# Page excerpt
· · ·

# What's on your GUN list for Santa ?



## Topshelf (May 24, 2005)

No budget, anything goes, brand, caliber, optics, etc, etc

For me it would be a nice Krieghoff K80 12ga Trap gun with gold inlays and an extra barrel set, hard case.


----------



## Bo Beaver (Nov 22, 2012)

An unusually rough duck season put me down two 12ga. shotguns this year. So from Santa I'd take a 28" 3.5 Browning Maxus. Stalker model is fine, nothin fancy.... Haha


----------



## kozal01 (Oct 11, 2010)

Two words: Ma Deuce! 


Sent from my iPhone using Ohub Campfire mobile app


----------



## plugger (Aug 8, 2001)

No gun for Santa, but I would take a reindeer with my bow.


----------



## Milbo (Jan 5, 2011)

kozal01 said:


> Two words: Ma Deuce!
> 
> 
> Sent from my iPhone using Ohub Campfire mobile app


M2 with lots of ammo would work for me


Posted using Outdoor Hub Campfire


----------



## sjk984 (Jan 4, 2010)

Savage 10-flcpk. And she spent 1600 on a scope but the receipt doesn't say which one. It should be here by Christmas

Sent from my DROID RAZR using Ohub Campfire mobile app


----------



## S.B. Walleyes&Waterfowl (Jan 10, 2012)

Right now im in need of a muzzleloader and a leveraction .22mag the most. Though I could name many many more that are on my "list".

Sent from my SCH-I415 using Ohub Campfire mobile app


----------



## JDSwan87 (Aug 15, 2010)

FN FAL, G36C, HK33, Barrett .50

Sent from my DROID RAZR HD using Ohub Campfire mobile app


----------



## musicman34 (Oct 7, 2011)

I am very partial to Savage firearms. I could use another model 116 with Accutrigger in .243. And top it off with a Leupold VX-III 3-9.


----------



## jerrob (Aug 6, 2011)

Ammo..........especially 22's, and good 147gr 9mm.


----------



## shop tom (Oct 31, 2009)

I don't have any really exotic wants, but I wouldn't turn down a Dragunov sniper rifle or an original Mosin-Nagant PU sniper, or a German G43 sniper, or a 1895 Winchester lever action in 7.62x54r.................


----------



## Swamp Monster (Jan 11, 2002)

Browning Citori Lightning in 20
Benelli SBE II
Older pristine Rem 1100 in 20 or 12
Older pristine Rem 870 Wingmaster in 12 or 20
Marlin 39a.....again older and made by Marlin, no Cerebus.
Ruger single six hunter .22
Ruger Super Blackhawk Bisley Hunter .44
Older Ruger 10/22 Deluxe Sporter


Sent from my HTC One X using Ohub Campfire mobile app


----------



## fish_AK (Nov 10, 2009)

· · ·

# Tasks and exercises
1. In the gun wish list thread, how many shotguns did Bo Beaver lose during the rough duck season?
2. From the gun wish list thread, return the passage starting with "## Topshelf (May" and going on through "set, hard case.".
The lines after this come from a separate source.

# Recorded information
· · ·

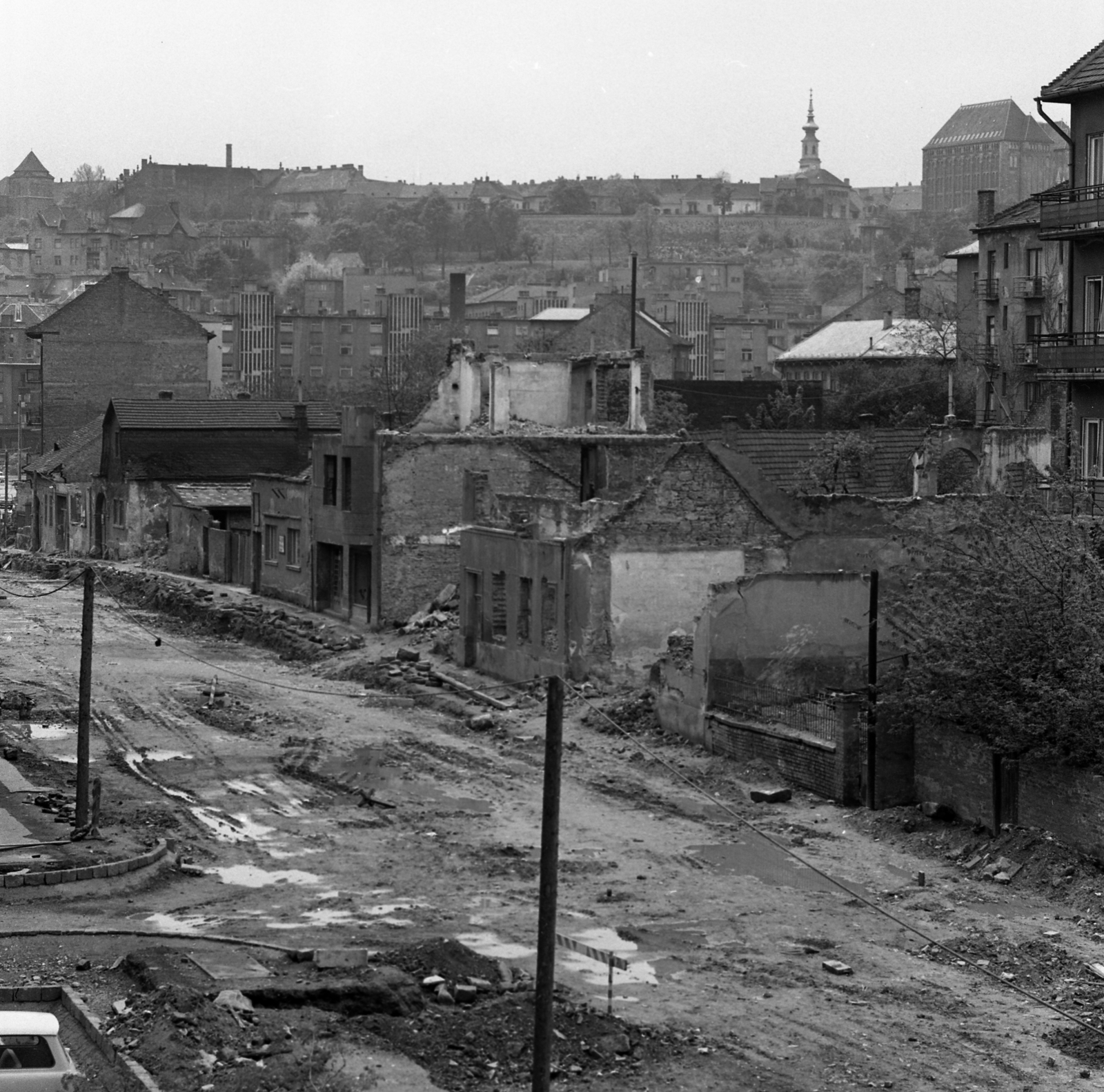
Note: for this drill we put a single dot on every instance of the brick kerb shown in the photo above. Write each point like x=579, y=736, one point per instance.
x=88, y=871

· · ·

# Expected outputs
1. Two 12ga. shotguns.

2.
## Topshelf (May 24, 2005)

No budget, anything goes, brand, caliber, optics, etc, etc

For me it would be a nice Krieghoff K80 12ga Trap gun with gold inlays and an extra barrel set, hard case.